Could you scale every coordinate in the answers of the records below by 0.2, rounding each to the nearest whole number with halves going up, and write out all the lines again with the requests unchanged? Leave the pictures out of your answer.

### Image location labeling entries
★ ★ ★ ★ ★
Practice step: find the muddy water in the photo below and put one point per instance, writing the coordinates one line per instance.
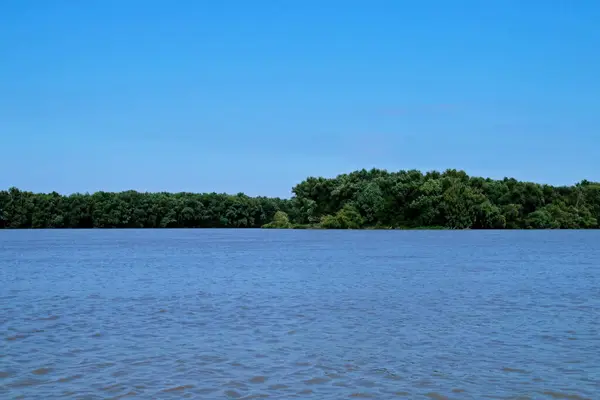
(299, 314)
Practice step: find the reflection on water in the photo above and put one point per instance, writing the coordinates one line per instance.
(247, 314)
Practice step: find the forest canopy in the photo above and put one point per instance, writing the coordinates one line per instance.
(362, 199)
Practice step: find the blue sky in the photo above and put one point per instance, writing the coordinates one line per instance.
(255, 96)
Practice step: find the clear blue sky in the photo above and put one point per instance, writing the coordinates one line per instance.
(254, 96)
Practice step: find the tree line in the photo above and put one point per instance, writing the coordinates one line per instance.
(362, 199)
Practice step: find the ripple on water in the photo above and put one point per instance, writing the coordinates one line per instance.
(312, 315)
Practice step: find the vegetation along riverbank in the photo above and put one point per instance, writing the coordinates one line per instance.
(358, 200)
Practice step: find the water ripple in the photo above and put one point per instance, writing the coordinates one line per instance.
(302, 314)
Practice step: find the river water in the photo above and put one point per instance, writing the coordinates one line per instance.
(210, 314)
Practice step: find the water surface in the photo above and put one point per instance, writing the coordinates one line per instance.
(299, 314)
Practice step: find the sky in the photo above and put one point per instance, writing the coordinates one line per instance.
★ ★ ★ ★ ★
### RESULT OF THIS TASK
Practice step: find the muddy water in the photo below and put one point per instance, writing the coordinates one line per instance.
(60, 63)
Practice step: find the reflection on water in the photo above and put one point per instance, writing the coordinates one line per instance.
(49, 63)
Practice step: find the forest canopy in the photo above and put one point per instance, writing the coordinates one line per instance.
(72, 40)
Practice step: find the blue sky in the photo above and put one point per instance, writing the coordinates one line per instance.
(51, 19)
Practice step: find the clear blue sky in the photo above and put one point per instance, writing the coordinates one line per instance.
(51, 19)
Practice step: find the tree line in the photo above and put one point per instance, writing the coordinates one line per instance.
(72, 40)
Practice step: find the ripple on water in the photo above and put one point per instance, writing the coordinates one line per instance.
(62, 63)
Practice step: find the vegetation along riverbank in the photo above and put one point per instance, writing the coordinates one line per instance.
(72, 40)
Practice step: find the water ripple in the photo above and put one point per instance, writing the coordinates one line per instance.
(60, 63)
Practice step: find the river water in the photo above and put one point per instance, writing the coordinates one line per instance.
(42, 63)
Practice step: find the water surface in the photo above and put one point per instance, writing the coordinates one line per instance.
(60, 63)
Practice step: find the sky in the photo above and put one point per instance, writing the coordinates one line per instance.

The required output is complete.